*Quoted text*
* Begin *

LitServe Feat: multiple endpoints using a list of LitServer

Before submitting

[x] Was this discussed/agreed via a Github issue? (no need for typos and docs improvements)
[x] Did you read the contributor guideline, Pull Request section?
[x] Did you make sure to update the docs?
[x] Did you write any new necessary tests?

⚠️ How does this PR impact the user? ⚠️

As a user, I want to host multiple endpoints for different purposes, such as serving an embedding API, prediction API, etc., on the same server while maintaining LitServer features.

What does this PR do?

Fixes #271.

This PR introduces a feature that allows running multiple LitServer instances in a combined form, as discussed in issue #271.

Usage

# server.py
from litserve.server import LitServer, run_all
from litserve.test_examples import SimpleLitAPI


class SimpleLitAPI1(SimpleLitAPI):
    def setup(self, device):
        self.model = lambda x: x**1


class SimpleLitAPI2(SimpleLitAPI):
    def setup(self, device):
        self.model = lambda x: x**2


class SimpleLitAPI3(SimpleLitAPI):
    def setup(self, device):
        self.model = lambda x: x**3


class SimpleLitAPI4(SimpleLitAPI):
    def setup(self, device):
        self.model = lambda x: x**4


if __name__ == "__main__":
    server1 = LitServer(SimpleLitAPI1(), api_path="/predict-1")
    server2 = LitServer(SimpleLitAPI2(), api_path="/predict-2")
    server3 = LitServer(SimpleLitAPI3(), api_path="/predict-3")
    server4 = LitServer(SimpleLitAPI4(), api_path="/predict-4")
    run_all([server1, server2, server3, server4], port=8000)

# client.py
import requests

for i in range(1, 5):
    resp = requests.post(f"http://127.0.0.1:8000/predict-{i}", json={"input": 4.0}, headers=None)
    assert resp.status_code == 200, f"Expected response to be 200 but got {resp.status_code}"

* End *

*Exercise brief*
Reproduce the stretch of the LitServe pull request from "[x] Did you read" through "this PR do?", substituting "contribution guide" for "contributor guideline".

*Information provided*

* Begin *

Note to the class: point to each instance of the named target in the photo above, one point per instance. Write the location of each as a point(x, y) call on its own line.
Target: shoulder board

* End *

*Answer to this problem*
[x] Did you read the contribution guide, Pull Request section?
[x] Did you make sure to update the docs?
[x] Did you write any new necessary tests?

⚠️ How does this PR impact the user? ⚠️

As a user, I want to host multiple endpoints for different purposes, such as serving an embedding API, prediction API, etc., on the same server while maintaining LitServer features.

What does this PR do?